## WORK TASK
According to the open letter below, how will parts supplied by an Independent Service Organization be classified?
### SELECTED EXTRACT
Open Letter about NEMA/MITA 2-201X Requirements for Servicing Medical Imaging Equipment


By John Garrett

There is something subtly sinister about the NEMA/MITA 2-201X. It is written in seemingly logical and reasonable language to ensure quality imaging is maintained. It has a stated purpose of ensuring imaging quality throughout the country. However, it is an attempt to get people that don’t know anything about medical imaging to create laws that will have a disastrous impact to most hospitals.

There is no reason for this type of legislation to exist. There are already quality controls built into all of the guidelines that CMS has in place. There is no national dilemma that needs to be addressed. There is simply an attempt to manipulate rules and regulations that benefit manufacturers.

One interesting section is 7.4 Service Activities. Requiring worn parts to be replaced for a variety of circumstances. One of these is if it could cause indirect harm to the patient. There is no definition as to what indirect harm could mean. Do rescheduled studies, emotional stress, or delay of imaging count? If so, what is enough to qualify? What standards are used to determine what might happen? In short, it is an avenue for the manufacturer to have more parts replaced more often for a nice increase in sales. It has nothing to actually do with improving quality.

In an attempt to prevent anyone but the manufacturer from selling parts, Section 6 is an interesting read. If you are using an Independent Service Organization (ISO) the parts they provide will be considered Non-Qualified. Even though many ISOs may have a higher quality parts due to more stringent quality control practices, being able to label it as “non-qualified” leaves a lot of room for lawyers to get involved and run everyone out of business. You can, in theory, have a qualified part as a non-manufacturer entity. The way to have validation as a qualified part is under section 4.4 and is vague enough that the manufacturers will tell you how to do that later. Perhaps it would be more accurate to say, “Manipulate it later to ensure that only manufacturers can have qualified parts.”
######
### RECORDED INFORMATION
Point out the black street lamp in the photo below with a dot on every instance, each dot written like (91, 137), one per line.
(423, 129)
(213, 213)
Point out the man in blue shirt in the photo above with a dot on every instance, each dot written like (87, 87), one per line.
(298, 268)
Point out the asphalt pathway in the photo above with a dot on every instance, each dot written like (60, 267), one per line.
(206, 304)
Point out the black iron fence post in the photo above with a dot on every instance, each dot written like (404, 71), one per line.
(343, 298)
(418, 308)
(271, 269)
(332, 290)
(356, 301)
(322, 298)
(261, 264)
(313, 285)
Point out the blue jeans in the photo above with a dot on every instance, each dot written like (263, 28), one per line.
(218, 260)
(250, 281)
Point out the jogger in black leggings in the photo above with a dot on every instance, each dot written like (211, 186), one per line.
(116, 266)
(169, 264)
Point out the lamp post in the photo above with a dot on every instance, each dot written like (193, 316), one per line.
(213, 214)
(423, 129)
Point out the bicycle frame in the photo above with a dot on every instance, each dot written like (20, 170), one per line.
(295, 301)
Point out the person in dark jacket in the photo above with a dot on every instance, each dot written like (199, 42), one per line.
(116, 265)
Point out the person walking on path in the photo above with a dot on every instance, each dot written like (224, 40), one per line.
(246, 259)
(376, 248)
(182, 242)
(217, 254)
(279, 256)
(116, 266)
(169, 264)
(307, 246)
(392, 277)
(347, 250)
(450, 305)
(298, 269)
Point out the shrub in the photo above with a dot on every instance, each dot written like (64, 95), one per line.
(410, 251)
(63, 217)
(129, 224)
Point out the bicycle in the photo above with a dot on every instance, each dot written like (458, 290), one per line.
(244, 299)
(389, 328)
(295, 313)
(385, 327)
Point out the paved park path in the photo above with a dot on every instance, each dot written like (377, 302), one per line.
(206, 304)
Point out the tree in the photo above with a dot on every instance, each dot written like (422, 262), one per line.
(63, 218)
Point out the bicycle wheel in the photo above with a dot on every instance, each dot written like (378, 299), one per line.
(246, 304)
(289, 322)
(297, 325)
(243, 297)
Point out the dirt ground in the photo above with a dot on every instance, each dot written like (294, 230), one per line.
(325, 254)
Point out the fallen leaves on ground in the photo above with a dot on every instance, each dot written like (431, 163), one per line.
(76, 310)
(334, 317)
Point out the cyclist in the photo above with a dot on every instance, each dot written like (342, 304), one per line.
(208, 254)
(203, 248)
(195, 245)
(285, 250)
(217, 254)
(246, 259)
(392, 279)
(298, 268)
######
## RESULT
They will be considered Non-Qualified.